• _EXTRACTED TEXT_:
· · · · · · ·
The Sauble Beach Piping Plover Recovery Program Experience under Municipal Governance
This submission provides the comments of the Plover Lovers of Sauble Beach on this proposal. Plover Lovers are a group of volunteers charged with delivering the public Outreach and Educational component of the Ontario Piping Plover Recovery program. Program Volunteers have numbered in the 100’s since 2007 when Piping Plovers first nested in Sauble Beach Ontario after a 30-year absence. Collectively since 2007, our Volunteers have engaged, educated and entertained 1000’s of beachgoers with the history of the endangered Piping Plover and the efforts to maintain its place in our environment. Beachgoers have consistently advised us this enhances and expands their beachgoing experience.
Sauble Beach is unique among the Ontario beaches most frequented by Piping Plovers (PIPL) in that it is a municipally owned and operated beach. It is not provincial park-owned and managed such as Wasaga, Presqu’ile and Darlington beaches. Together these four beaches have been the most consistent PIPL recovery strongholds in Ontario, with Wasaga being the most productive in plover recruitment.
With Sauble Beach being municipally governed, it does not have the benefit of the staff or various protections inherent in a provincial park setting. The following comments outline a chronology of local municipal government decisions that have seriously impacted the plovers nesting success and their critical habitat at Sauble Beach. Some of these decisions have even been found, by the Ontario Provincial Offenses Court, as well as in Appeal courts, to be breaking the laws of the Ontario Endangered Species Act.
· · · · · · ·
• _DATASET CONTENT_:
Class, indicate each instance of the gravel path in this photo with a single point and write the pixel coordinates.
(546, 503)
· · · · · · ·
• _EXERCISE TASKS_:
- A) Name every beach that the Sauble Beach plover text counts among the four most consistent Piping Plover recovery strongholds in Ontario.
- B) Answer these questions from the Sauble Beach plover text:
(i) In what year did Piping Plovers first nest in Sauble Beach after a 30-year absence?
(ii) Which beach does the text call the most productive in plover recruitment?
(iii) Which courts found some municipal decisions to be breaking the Ontario Endangered Species Act?
- C) Summarize the Sauble Beach plover text in two sentences.
The data is separate from the Sauble Beach plover text and is kept apart from it.

• _ANSWERS IN ORDER_:
- A) Sauble Beach, Wasaga, Presqu’ile, Darlington

- B)
(i) 2007
(ii) Wasaga
(iii) The Ontario Provincial Offenses Court, as well as Appeal courts

- C) The Plover Lovers of Sauble Beach, volunteers who have delivered the public outreach and education for the Ontario Piping Plover Recovery program since the plovers returned to nest in 2007, submit comments on a proposal. They point out that Sauble Beach is municipally owned rather than provincially managed and so lacks park staff and protections, and they outline municipal decisions that have seriously impacted the plovers, some of which courts found to break the Ontario Endangered Species Act.